_WHAT YOU NEED TO DO:_
1. Can you reproduce everything from "Selenkay is an" down to "2023 on Disney+." in the Selenkay description, word for word?
2. Answer these about the Selenkay description:
(a) Which company produces the series?
(b) What mountain village does Sofía's family move to?
(c) Which of the Fénix siblings does Sofía form a deep connection with?

_DOCUMENT PASSAGE:_

Selenkay is an upcoming Argentinian mystery-fantasy streaming television series for children and adolescents, which is produced by Metrovisión Producciones for the Walt Disney Company. In Latin America, the eight-part first season of the series is expected to be released in 2023 on Disney+.

Plot  
16-year-old Sofía Rivera had to move constantly because of her parents' work and live in the most remote places. Sofía longs for stability in life and finally wants to build long-term friendships and relationships. This wish seems to come true when the family moves to the small mountain village of Río Vivo. But when Sofía discovers a supernatural power that is connected to water, her dreams vanish into thin air. At the same time, the controversial and mysterious Fénix siblings arrive in the village and attract the attention of all residents, including Sofías. Sofía quickly develops a deep connection with Gael, the middle brother, to whom Sofía feels drawn. Her family is against this relationship because they don't trust Gael and his siblings. As Sofía deepens her relationship with Gael, she begins to decipher all mysterious and supernatural events and learns more about herself in the process. Her discoveries ultimately lead Sofía to question her previous understanding of the world.

_RECORD LIST:_
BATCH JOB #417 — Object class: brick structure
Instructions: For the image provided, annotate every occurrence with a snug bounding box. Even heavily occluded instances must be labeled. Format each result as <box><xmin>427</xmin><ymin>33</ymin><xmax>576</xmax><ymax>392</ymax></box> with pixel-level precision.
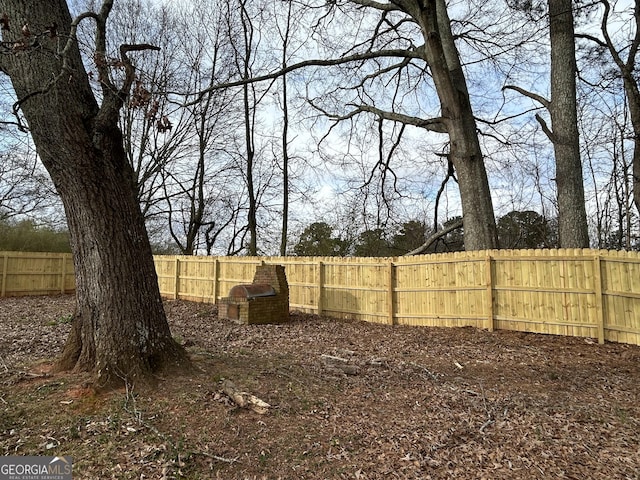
<box><xmin>218</xmin><ymin>264</ymin><xmax>289</xmax><ymax>325</ymax></box>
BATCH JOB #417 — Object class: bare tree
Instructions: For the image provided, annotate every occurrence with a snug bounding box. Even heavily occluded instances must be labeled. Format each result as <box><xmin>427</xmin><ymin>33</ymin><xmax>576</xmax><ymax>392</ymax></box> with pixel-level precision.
<box><xmin>505</xmin><ymin>0</ymin><xmax>589</xmax><ymax>248</ymax></box>
<box><xmin>0</xmin><ymin>0</ymin><xmax>188</xmax><ymax>385</ymax></box>
<box><xmin>578</xmin><ymin>0</ymin><xmax>640</xmax><ymax>227</ymax></box>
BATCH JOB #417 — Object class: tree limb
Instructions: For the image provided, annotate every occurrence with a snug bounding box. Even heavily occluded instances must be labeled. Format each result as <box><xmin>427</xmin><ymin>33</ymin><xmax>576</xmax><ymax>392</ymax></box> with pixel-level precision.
<box><xmin>502</xmin><ymin>85</ymin><xmax>551</xmax><ymax>109</ymax></box>
<box><xmin>536</xmin><ymin>113</ymin><xmax>556</xmax><ymax>143</ymax></box>
<box><xmin>404</xmin><ymin>220</ymin><xmax>462</xmax><ymax>256</ymax></box>
<box><xmin>176</xmin><ymin>45</ymin><xmax>424</xmax><ymax>106</ymax></box>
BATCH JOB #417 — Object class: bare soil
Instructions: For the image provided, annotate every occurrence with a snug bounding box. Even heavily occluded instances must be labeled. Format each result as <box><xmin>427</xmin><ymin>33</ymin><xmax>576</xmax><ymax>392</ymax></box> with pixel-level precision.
<box><xmin>0</xmin><ymin>296</ymin><xmax>640</xmax><ymax>480</ymax></box>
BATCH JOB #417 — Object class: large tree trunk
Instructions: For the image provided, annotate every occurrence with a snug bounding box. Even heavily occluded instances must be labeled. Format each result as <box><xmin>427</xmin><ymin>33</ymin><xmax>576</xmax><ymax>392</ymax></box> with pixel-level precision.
<box><xmin>417</xmin><ymin>0</ymin><xmax>498</xmax><ymax>250</ymax></box>
<box><xmin>0</xmin><ymin>0</ymin><xmax>188</xmax><ymax>385</ymax></box>
<box><xmin>548</xmin><ymin>0</ymin><xmax>589</xmax><ymax>248</ymax></box>
<box><xmin>622</xmin><ymin>71</ymin><xmax>640</xmax><ymax>223</ymax></box>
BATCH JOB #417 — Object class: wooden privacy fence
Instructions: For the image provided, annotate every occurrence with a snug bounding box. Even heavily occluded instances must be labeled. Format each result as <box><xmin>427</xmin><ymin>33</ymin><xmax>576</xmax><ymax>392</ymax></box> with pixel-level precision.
<box><xmin>0</xmin><ymin>250</ymin><xmax>640</xmax><ymax>345</ymax></box>
<box><xmin>156</xmin><ymin>249</ymin><xmax>640</xmax><ymax>345</ymax></box>
<box><xmin>0</xmin><ymin>252</ymin><xmax>76</xmax><ymax>297</ymax></box>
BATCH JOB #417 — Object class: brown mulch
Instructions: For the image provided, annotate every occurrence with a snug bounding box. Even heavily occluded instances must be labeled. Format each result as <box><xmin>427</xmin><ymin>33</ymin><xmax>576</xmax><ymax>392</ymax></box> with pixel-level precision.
<box><xmin>0</xmin><ymin>296</ymin><xmax>640</xmax><ymax>480</ymax></box>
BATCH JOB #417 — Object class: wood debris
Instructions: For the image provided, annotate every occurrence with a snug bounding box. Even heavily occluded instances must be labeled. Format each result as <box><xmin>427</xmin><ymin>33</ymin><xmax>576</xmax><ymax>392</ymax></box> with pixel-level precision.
<box><xmin>222</xmin><ymin>379</ymin><xmax>271</xmax><ymax>415</ymax></box>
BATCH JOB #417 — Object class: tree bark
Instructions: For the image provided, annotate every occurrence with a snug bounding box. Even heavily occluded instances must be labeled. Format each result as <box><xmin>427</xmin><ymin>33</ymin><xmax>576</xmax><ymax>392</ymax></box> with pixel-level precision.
<box><xmin>0</xmin><ymin>0</ymin><xmax>188</xmax><ymax>386</ymax></box>
<box><xmin>414</xmin><ymin>0</ymin><xmax>498</xmax><ymax>250</ymax></box>
<box><xmin>547</xmin><ymin>0</ymin><xmax>589</xmax><ymax>248</ymax></box>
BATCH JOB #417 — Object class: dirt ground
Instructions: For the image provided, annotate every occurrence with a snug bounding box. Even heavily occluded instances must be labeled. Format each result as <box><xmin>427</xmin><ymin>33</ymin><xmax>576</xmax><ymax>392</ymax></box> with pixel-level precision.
<box><xmin>0</xmin><ymin>296</ymin><xmax>640</xmax><ymax>480</ymax></box>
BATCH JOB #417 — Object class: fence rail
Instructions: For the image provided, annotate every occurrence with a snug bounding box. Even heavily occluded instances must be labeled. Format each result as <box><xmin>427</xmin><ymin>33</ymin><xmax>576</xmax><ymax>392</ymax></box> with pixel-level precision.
<box><xmin>0</xmin><ymin>249</ymin><xmax>640</xmax><ymax>345</ymax></box>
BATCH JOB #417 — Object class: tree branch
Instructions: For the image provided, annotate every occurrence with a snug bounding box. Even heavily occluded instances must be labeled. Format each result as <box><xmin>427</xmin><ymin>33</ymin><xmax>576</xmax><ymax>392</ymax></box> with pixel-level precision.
<box><xmin>404</xmin><ymin>220</ymin><xmax>462</xmax><ymax>256</ymax></box>
<box><xmin>536</xmin><ymin>113</ymin><xmax>556</xmax><ymax>143</ymax></box>
<box><xmin>176</xmin><ymin>45</ymin><xmax>424</xmax><ymax>107</ymax></box>
<box><xmin>502</xmin><ymin>85</ymin><xmax>551</xmax><ymax>109</ymax></box>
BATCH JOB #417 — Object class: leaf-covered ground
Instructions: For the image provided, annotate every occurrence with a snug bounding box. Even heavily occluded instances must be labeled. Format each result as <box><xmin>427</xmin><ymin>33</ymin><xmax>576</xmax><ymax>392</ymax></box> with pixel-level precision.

_SOLVED TASKS:_
1.
Selenkay is an upcoming Argentinian mystery-fantasy streaming television series for children and adolescents, which is produced by Metrovisión Producciones for the Walt Disney Company. In Latin America, the eight-part first season of the series is expected to be released in 2023 on Disney+.

2.
(a) Metrovisión Producciones, for the Walt Disney Company.
(b) Río Vivo.
(c) Gael, the middle brother.